## WHAT TO WORK ON
Report how many lines below contain the word "taillight", giving only the number. Case counts.
— start —
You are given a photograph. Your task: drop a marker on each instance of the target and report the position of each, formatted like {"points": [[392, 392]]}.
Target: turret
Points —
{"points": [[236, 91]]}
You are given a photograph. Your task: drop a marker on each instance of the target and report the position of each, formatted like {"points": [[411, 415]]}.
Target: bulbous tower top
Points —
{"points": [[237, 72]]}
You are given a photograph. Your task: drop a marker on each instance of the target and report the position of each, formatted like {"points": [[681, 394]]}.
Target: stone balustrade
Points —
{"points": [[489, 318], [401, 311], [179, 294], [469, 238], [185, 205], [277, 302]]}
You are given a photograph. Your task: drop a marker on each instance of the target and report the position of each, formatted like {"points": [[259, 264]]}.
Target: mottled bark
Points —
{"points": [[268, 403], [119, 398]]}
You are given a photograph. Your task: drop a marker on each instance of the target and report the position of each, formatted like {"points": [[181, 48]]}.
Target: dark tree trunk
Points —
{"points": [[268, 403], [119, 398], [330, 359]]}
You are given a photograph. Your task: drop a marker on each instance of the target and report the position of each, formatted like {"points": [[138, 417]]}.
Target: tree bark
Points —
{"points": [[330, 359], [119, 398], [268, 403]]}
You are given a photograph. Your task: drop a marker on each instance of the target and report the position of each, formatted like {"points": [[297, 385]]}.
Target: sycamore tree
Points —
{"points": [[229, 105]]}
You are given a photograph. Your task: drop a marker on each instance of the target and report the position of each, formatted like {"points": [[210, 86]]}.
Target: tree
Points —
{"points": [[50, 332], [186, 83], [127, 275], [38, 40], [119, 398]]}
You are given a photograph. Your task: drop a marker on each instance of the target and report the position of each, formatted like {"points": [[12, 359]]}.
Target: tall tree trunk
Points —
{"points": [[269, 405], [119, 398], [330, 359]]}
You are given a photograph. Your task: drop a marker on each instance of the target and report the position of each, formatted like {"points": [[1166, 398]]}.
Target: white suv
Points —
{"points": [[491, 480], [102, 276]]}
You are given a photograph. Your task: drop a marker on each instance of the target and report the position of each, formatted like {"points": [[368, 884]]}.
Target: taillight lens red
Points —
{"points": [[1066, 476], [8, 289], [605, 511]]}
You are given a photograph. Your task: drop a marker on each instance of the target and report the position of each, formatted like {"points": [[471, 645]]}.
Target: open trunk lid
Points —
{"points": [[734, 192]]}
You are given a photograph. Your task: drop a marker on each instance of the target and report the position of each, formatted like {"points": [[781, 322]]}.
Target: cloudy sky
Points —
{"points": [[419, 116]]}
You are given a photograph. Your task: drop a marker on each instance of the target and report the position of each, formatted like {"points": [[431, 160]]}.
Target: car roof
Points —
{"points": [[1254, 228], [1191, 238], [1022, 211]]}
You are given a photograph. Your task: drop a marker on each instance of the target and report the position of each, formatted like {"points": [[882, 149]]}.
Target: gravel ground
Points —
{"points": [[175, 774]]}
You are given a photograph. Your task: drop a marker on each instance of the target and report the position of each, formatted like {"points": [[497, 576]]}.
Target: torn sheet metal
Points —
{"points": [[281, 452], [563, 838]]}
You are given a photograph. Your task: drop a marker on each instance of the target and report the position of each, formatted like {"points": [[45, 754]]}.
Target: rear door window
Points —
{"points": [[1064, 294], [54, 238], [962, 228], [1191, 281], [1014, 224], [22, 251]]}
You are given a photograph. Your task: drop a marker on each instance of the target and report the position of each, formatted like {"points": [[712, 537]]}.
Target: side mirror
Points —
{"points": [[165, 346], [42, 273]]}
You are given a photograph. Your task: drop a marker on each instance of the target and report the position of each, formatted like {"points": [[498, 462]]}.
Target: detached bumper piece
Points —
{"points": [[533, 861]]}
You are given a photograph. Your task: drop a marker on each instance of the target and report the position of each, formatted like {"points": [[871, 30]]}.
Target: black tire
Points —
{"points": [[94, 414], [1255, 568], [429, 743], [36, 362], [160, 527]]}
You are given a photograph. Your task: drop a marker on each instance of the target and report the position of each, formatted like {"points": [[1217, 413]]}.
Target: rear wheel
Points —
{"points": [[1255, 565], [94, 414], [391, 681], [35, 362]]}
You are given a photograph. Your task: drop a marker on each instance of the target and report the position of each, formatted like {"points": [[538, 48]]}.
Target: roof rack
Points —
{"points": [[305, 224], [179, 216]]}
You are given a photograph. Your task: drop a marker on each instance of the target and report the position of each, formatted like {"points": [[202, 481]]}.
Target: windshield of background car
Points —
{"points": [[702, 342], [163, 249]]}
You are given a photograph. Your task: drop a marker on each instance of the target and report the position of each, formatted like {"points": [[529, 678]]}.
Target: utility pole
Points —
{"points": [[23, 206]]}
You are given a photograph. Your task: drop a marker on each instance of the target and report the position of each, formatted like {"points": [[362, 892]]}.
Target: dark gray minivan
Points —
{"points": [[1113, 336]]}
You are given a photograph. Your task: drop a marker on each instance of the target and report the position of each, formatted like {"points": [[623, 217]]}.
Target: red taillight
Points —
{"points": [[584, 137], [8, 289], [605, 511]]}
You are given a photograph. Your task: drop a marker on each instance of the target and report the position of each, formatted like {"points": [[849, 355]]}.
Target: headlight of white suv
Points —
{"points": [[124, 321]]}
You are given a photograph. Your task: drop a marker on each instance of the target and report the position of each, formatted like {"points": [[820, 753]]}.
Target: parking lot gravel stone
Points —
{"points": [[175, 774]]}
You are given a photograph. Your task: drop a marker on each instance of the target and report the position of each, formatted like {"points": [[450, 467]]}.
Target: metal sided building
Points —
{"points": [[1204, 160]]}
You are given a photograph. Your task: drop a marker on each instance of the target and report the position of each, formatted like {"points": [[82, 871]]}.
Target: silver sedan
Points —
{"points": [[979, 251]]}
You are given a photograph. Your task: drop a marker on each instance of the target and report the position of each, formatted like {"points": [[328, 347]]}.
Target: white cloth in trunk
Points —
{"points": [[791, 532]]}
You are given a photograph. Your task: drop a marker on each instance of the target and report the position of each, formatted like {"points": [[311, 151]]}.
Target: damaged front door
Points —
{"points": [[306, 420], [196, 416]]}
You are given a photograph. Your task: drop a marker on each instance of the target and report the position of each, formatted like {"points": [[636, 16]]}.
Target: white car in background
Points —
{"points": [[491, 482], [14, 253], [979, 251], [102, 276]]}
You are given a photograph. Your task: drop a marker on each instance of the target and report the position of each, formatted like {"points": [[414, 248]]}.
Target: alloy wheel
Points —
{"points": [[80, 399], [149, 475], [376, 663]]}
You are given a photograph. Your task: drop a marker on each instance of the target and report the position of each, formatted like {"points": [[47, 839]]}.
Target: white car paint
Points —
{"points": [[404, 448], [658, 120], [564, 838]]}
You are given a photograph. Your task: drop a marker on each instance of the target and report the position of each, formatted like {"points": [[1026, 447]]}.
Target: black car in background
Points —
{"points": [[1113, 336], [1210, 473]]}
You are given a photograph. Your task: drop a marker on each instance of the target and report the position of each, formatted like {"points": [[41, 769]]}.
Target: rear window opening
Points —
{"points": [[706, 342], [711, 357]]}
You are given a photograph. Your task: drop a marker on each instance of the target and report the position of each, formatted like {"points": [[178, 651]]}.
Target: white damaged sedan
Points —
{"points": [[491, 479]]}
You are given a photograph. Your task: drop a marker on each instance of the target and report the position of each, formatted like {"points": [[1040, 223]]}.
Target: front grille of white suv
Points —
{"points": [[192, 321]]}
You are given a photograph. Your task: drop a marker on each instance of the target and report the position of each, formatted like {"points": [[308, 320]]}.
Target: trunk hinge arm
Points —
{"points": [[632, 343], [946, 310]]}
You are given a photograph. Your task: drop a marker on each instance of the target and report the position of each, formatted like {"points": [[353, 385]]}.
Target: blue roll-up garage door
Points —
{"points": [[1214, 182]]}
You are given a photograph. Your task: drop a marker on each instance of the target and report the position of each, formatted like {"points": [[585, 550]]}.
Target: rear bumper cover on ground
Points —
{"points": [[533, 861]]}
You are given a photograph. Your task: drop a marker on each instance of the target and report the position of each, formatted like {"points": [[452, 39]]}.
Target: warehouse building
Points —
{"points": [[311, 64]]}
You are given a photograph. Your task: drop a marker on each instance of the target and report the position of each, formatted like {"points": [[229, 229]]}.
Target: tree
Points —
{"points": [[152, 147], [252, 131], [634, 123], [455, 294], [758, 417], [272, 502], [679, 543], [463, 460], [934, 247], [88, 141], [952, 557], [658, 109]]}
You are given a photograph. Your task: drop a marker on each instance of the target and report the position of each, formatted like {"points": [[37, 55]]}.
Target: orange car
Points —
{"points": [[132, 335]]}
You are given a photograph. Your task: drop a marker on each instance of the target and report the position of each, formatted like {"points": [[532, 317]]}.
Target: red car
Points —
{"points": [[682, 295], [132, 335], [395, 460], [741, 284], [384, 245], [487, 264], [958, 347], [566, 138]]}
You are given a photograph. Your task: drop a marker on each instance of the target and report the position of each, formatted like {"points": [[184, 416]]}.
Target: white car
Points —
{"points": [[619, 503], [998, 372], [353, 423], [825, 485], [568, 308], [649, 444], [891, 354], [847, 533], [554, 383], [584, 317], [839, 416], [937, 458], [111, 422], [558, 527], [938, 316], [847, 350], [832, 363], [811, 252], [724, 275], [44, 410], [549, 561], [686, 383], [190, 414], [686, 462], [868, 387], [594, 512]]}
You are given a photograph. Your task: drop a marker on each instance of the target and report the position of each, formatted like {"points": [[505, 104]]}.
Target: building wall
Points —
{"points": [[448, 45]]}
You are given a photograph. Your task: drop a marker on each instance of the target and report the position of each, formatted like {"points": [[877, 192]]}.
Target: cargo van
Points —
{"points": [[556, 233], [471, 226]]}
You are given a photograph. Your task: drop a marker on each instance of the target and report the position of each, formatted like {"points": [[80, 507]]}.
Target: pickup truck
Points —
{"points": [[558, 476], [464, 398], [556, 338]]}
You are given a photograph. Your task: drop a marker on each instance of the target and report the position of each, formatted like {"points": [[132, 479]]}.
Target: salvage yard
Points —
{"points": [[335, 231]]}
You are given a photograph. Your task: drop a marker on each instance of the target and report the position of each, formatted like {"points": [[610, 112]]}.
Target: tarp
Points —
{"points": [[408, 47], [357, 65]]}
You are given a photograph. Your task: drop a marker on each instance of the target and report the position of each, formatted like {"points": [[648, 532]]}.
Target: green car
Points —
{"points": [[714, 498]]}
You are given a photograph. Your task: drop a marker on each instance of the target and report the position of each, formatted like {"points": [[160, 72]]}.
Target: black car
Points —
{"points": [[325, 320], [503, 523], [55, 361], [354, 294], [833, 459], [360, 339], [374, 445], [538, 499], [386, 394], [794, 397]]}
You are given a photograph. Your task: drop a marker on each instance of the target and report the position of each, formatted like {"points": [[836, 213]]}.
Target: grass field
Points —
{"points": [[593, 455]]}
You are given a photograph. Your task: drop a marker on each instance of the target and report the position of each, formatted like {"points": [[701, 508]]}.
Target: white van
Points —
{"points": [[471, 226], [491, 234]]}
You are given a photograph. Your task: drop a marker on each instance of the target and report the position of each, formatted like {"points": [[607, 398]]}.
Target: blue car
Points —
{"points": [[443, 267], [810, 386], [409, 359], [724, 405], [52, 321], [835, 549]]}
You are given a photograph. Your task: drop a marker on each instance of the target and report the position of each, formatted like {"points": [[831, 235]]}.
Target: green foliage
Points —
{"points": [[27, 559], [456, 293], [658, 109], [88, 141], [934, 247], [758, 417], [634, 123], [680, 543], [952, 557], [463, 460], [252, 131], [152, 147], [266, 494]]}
— end —
## EXERCISE RESPONSE
2